> **What to do**
Extract each line of the records below that contains the word "hatch".

> **Information supplied**

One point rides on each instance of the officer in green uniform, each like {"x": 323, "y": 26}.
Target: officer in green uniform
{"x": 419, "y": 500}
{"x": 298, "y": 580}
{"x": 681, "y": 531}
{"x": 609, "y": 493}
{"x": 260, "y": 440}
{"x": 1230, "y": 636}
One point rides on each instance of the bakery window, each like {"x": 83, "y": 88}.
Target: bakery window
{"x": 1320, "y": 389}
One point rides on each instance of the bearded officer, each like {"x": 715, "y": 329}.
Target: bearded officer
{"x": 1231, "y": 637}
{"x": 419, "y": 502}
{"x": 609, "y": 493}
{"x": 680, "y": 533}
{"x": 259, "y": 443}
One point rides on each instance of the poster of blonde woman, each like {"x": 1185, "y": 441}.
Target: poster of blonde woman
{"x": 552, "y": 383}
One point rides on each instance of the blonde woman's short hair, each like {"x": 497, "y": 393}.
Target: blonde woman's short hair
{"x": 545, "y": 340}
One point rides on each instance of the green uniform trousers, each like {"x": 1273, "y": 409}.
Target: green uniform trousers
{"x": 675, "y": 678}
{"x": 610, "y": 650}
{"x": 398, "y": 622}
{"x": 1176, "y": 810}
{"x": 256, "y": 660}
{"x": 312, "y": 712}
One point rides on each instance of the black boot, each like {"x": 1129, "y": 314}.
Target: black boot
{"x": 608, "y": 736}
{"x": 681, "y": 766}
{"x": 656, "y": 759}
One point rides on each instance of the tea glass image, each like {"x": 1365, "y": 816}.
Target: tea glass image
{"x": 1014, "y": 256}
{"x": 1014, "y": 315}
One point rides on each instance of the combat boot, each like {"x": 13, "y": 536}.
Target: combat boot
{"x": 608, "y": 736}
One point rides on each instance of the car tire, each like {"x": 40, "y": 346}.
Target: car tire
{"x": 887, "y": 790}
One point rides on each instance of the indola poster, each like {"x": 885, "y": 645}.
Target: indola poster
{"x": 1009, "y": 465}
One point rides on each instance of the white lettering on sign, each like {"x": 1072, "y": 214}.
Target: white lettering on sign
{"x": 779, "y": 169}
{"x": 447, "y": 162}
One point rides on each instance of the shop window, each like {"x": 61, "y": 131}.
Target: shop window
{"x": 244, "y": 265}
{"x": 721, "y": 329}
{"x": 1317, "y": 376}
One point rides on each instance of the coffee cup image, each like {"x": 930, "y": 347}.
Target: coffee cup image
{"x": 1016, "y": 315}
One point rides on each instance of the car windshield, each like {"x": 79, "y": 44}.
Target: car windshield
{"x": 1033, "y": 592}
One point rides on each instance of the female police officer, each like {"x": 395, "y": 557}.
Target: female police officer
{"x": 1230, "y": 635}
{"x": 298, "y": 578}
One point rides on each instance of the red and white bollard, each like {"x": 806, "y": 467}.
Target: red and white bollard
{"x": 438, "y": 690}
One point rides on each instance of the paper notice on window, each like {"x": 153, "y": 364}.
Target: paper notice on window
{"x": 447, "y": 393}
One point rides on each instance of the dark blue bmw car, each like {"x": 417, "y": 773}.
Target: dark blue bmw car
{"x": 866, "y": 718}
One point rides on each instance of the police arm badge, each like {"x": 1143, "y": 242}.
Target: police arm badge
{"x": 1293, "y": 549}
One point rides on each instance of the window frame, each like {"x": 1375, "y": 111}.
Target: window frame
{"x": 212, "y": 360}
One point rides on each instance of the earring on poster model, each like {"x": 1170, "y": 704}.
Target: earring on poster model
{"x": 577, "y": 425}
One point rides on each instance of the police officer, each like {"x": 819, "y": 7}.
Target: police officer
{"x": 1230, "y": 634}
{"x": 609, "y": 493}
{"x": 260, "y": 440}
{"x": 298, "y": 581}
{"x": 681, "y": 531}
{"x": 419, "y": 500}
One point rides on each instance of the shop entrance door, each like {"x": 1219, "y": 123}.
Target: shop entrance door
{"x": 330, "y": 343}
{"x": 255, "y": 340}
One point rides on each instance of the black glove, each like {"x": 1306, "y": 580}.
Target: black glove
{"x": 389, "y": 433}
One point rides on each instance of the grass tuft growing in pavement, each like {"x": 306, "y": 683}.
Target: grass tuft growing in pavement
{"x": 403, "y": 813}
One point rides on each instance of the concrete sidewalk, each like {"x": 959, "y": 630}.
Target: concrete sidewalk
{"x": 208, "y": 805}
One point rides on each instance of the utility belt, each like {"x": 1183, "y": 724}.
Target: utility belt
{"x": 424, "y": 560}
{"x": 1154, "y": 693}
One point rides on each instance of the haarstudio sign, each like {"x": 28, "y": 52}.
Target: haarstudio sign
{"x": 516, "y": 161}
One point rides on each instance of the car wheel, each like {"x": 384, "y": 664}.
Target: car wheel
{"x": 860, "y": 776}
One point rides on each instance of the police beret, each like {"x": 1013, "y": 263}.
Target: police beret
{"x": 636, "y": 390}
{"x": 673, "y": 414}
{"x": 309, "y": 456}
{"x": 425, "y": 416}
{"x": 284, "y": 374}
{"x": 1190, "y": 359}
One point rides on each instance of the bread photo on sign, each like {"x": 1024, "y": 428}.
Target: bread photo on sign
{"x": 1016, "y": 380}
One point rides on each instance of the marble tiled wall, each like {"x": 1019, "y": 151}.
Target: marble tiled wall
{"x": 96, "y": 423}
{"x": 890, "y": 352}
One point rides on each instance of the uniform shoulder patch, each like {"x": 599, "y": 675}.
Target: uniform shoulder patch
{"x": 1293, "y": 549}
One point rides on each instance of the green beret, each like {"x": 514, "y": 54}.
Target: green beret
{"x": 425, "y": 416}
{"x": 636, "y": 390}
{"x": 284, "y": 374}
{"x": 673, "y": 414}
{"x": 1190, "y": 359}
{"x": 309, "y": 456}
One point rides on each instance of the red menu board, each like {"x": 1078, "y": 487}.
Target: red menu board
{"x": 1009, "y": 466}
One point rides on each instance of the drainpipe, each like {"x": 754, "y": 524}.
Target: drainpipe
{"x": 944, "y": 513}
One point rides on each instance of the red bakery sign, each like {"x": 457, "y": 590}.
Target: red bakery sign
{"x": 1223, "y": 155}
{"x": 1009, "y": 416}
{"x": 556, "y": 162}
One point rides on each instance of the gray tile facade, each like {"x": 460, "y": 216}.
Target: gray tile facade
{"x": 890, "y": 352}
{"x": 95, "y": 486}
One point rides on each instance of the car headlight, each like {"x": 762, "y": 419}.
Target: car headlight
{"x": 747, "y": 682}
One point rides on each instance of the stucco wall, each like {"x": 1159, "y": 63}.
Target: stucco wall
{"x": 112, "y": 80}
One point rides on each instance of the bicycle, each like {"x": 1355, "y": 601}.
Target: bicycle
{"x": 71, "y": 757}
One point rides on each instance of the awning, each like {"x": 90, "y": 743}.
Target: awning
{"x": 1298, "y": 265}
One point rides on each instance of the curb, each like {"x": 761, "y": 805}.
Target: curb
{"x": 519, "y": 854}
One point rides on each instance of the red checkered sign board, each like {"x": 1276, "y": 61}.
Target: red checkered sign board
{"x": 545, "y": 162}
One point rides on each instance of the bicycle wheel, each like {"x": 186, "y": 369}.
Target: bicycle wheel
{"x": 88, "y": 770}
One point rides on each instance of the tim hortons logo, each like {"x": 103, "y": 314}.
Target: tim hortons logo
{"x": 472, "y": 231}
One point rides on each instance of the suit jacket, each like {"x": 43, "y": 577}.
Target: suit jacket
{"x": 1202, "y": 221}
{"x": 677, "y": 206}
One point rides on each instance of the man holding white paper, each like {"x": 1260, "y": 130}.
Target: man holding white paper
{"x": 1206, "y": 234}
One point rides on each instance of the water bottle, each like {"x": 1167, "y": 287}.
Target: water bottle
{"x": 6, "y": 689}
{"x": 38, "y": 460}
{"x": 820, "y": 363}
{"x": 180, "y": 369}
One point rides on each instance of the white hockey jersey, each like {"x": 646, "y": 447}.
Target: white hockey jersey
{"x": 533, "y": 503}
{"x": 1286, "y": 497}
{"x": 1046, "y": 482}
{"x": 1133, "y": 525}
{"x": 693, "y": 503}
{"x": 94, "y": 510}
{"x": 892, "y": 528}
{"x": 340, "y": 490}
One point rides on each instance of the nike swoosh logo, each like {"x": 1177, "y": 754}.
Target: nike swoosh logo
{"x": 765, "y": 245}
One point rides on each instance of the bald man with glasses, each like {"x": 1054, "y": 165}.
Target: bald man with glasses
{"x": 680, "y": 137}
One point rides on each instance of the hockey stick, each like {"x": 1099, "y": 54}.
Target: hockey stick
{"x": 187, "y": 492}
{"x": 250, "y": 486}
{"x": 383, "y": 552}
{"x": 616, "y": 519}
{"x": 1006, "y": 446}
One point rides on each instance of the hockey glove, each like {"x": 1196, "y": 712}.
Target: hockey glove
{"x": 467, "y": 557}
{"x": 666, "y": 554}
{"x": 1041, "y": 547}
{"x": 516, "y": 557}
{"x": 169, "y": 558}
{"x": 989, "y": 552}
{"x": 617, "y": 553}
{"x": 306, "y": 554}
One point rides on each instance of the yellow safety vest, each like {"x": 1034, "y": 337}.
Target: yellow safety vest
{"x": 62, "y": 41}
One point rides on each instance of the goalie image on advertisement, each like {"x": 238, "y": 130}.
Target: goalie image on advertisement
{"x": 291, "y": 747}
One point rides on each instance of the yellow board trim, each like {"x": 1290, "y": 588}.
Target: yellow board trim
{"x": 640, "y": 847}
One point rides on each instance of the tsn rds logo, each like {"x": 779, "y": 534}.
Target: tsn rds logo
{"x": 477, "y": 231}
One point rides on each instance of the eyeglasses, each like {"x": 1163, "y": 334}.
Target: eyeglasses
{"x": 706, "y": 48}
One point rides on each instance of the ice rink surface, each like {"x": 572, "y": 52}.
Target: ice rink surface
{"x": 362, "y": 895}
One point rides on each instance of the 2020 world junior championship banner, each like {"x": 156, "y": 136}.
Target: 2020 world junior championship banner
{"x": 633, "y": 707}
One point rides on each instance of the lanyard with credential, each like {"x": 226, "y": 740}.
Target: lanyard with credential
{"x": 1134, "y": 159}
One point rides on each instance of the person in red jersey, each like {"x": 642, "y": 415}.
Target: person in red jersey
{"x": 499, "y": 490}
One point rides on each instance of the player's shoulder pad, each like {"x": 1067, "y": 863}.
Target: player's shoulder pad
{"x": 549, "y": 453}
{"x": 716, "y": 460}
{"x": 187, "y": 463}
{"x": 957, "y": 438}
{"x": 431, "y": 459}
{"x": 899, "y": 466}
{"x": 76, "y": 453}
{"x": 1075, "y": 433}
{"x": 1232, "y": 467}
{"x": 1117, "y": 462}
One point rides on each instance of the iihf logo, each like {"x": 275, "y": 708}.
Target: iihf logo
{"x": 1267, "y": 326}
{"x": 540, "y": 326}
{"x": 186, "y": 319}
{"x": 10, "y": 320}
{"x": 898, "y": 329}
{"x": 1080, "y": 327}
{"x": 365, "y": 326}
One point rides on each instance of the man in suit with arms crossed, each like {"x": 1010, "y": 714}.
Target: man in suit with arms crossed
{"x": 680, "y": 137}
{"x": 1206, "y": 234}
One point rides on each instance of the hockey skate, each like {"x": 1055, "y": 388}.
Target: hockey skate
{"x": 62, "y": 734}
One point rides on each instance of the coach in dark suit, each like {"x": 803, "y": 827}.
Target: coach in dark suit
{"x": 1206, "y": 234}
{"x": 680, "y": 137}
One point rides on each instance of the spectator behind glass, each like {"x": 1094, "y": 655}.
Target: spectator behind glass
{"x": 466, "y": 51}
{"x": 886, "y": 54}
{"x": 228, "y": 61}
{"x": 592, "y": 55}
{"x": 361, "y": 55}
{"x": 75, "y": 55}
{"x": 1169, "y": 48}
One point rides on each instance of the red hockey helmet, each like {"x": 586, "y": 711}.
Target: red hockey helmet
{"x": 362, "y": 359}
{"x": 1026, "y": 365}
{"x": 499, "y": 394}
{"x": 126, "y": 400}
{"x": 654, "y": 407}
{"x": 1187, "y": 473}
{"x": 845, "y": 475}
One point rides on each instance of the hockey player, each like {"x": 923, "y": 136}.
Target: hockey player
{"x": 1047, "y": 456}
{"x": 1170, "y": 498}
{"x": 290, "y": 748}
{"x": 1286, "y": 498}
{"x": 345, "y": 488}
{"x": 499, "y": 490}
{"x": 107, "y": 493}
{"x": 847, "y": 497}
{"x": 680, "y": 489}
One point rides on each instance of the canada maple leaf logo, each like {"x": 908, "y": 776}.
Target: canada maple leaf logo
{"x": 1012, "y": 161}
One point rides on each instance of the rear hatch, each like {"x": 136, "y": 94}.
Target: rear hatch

> **Answer to the exercise**
One point rides on each instance of the rear hatch, each like {"x": 136, "y": 94}.
Target: rear hatch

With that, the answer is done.